*** Выбранный отрывок

# Вопросы-ответы > Вопросы к издательству "Бхактиведанта Бук Траст" >  русская версия BBT style

## Bhishma das

Планирует ли Русская Редакция BBT издать (опубликовать) на русском языке известный документ "BBT style" (см., например: http://www.jswami.info/bbt_style_sheet_june_2013/)?
И с непременным присовокуплением требований ГОСТ на издание книг.

Это было бы крайне полезно для всех.

Спасибо!

Харе Кришна!

----------


## vijitatma das

Нет, не планировали. Наши редакторы/ корректоры/ верстальщики пользуются собственными картотеками плюс тем же Style sheet. Что касается общих книгоиздательских стандартов, уже есть хорошие справочники Мильчина и др.

----------


## Bhishma das

ирония заключается в том, что, несмотря на наличие книгоиздательских стандартов и справочных материалов, не все издательства им следуют, например, до сих пор сплошь и рядом можно наблюдать "висячие строки", которых не должно быть в принципе.

----------


## Bhishma das

и всё-таки жаль, что сей очень важный документ не будет опубликован!
а преданные из очень известного и уважаемого издательства будут продолжать игнорирoвать "кармические" издательские ГОСТ'ы по идейным (или идеологическим?) соображениям!
p.s. немного не в тему: один преданный на полном серьёзе убеждал меня, что нам кармические русско-иностранные словари не нужны, а надо пользоваться ... translate.google.ru!  :smilies:

----------


## vijitatma das

> и всё-таки жаль, что сей очень важный документ не будет опубликован!
> а преданные из очень известного и уважаемого издательства будут продолжать игнорирoвать "кармические" издательские ГОСТ'ы по идейным (или идеологическим?) соображениям!

******
*** Исходные материалы

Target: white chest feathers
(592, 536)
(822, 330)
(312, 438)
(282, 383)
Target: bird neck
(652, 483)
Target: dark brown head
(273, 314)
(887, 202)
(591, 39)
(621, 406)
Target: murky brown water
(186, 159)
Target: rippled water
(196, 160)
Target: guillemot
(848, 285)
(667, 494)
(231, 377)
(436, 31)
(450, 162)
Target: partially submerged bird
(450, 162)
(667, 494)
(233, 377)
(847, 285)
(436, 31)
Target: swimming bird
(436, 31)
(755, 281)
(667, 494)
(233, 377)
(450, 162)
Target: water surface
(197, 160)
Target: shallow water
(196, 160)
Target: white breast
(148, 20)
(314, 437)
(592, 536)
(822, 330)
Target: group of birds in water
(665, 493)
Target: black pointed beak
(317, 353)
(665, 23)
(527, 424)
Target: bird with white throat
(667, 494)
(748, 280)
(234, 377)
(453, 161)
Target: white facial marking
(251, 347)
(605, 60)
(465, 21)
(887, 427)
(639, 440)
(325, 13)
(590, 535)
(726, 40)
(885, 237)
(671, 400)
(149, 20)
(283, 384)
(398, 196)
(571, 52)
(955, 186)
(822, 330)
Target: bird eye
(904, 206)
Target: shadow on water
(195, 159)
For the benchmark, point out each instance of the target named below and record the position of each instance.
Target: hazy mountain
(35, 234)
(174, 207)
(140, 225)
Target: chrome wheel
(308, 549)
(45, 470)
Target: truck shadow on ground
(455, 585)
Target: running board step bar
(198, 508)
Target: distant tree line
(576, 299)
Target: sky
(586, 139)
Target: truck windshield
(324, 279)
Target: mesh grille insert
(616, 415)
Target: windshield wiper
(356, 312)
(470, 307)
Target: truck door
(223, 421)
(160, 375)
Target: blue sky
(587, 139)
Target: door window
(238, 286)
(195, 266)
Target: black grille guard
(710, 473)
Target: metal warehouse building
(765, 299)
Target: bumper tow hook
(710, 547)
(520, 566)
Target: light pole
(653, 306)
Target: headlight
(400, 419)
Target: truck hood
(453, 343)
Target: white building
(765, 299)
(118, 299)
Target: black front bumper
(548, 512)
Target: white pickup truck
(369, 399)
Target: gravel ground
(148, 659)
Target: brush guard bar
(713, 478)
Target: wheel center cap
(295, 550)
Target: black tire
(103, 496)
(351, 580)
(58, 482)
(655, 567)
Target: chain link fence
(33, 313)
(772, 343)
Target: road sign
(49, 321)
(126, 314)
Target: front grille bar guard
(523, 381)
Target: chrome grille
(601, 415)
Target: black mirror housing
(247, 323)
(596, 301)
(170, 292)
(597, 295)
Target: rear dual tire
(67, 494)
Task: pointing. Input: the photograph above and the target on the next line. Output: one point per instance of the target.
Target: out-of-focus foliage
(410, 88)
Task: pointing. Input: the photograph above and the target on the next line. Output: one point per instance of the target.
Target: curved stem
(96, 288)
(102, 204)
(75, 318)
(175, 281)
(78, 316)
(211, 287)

******
*** Исходные материалы

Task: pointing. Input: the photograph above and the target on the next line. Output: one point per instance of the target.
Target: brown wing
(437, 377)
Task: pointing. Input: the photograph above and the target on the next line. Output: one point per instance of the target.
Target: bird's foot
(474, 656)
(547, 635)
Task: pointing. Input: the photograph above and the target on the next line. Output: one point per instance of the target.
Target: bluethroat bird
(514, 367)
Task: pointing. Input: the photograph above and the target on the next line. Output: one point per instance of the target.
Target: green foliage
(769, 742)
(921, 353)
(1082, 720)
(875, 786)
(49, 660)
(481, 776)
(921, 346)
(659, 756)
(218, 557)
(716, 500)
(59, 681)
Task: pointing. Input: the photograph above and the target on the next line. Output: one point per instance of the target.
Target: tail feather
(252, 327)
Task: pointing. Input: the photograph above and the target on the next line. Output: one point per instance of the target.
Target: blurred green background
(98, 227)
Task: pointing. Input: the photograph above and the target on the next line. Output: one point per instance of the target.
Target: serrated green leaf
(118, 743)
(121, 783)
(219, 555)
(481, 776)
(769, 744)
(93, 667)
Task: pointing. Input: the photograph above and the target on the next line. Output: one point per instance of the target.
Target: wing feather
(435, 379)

******

**Список заданий**
[A] Чем, согласно обсуждению русской версии BBT style, пользуются редакторы, корректоры и верстальщики русской редакции BBT?
[B] Сократите абзац обсуждения русской версии BBT style, начинающийся словами «ирония заключается в том», сохранив его основные факты.
[C] Продолжите обсуждение русской версии BBT style с того места, где оно обрывается.

**Ожидаемые ответы**
[A] Собственными картотеками и тем же Style sheet.

[B] Хотя книгоиздательские стандарты и справочники существуют, не все издательства им следуют: до сих пор часто встречаются «висячие строки», которых быть не должно.

[C]
Я думаю, вайшнавские издательства игнорируют "кармические" ГОСТы не потому, что они "кармические", и не потому, что не знают эти ГОСТы, а потому, что экономят на хороших, грамотных корректорах и верстальщиках. Согласитесь, проще и дешевле загнать сырой текст в InDesign и, потратив совсем немного времени, получить готовую книгу на печать, нежели прогонять ее через две корректуры и кропотливо вычитывать гранки, заботясь о том, чтобы все переносы были по правилам, и окончания строк, и абзацные отступы...
Я не думаю, что публикация ББТшных стандартов в этом смысле что-то изменит. У нас есть опубликованные правила перевода ББТ (http://www.bhaktivedanta.ru/index.ph...id=9&Itemid=29), но что-то не заметно, чтобы это сильно помогло другим издательствам  :sed: 




> p.s. немного не в тему: один преданный на полном серьёзе убеждал меня, что нам кармические русско-иностранные словари не нужны, а надо пользоваться ... translate.google.ru!


 А гугль-транслейт - не "кармический"?
Любой профессионал, занимающийся книгами, не будет пренебрегать словарями и справочниками. Иначе какой он профессионал?

----------


## Bhishma das

спасибо за ссылочку!  :smilies: 

однако содержимое получить не могу!

Сообщение браузера:

No data received
Unable to load the web page because the server sent no data.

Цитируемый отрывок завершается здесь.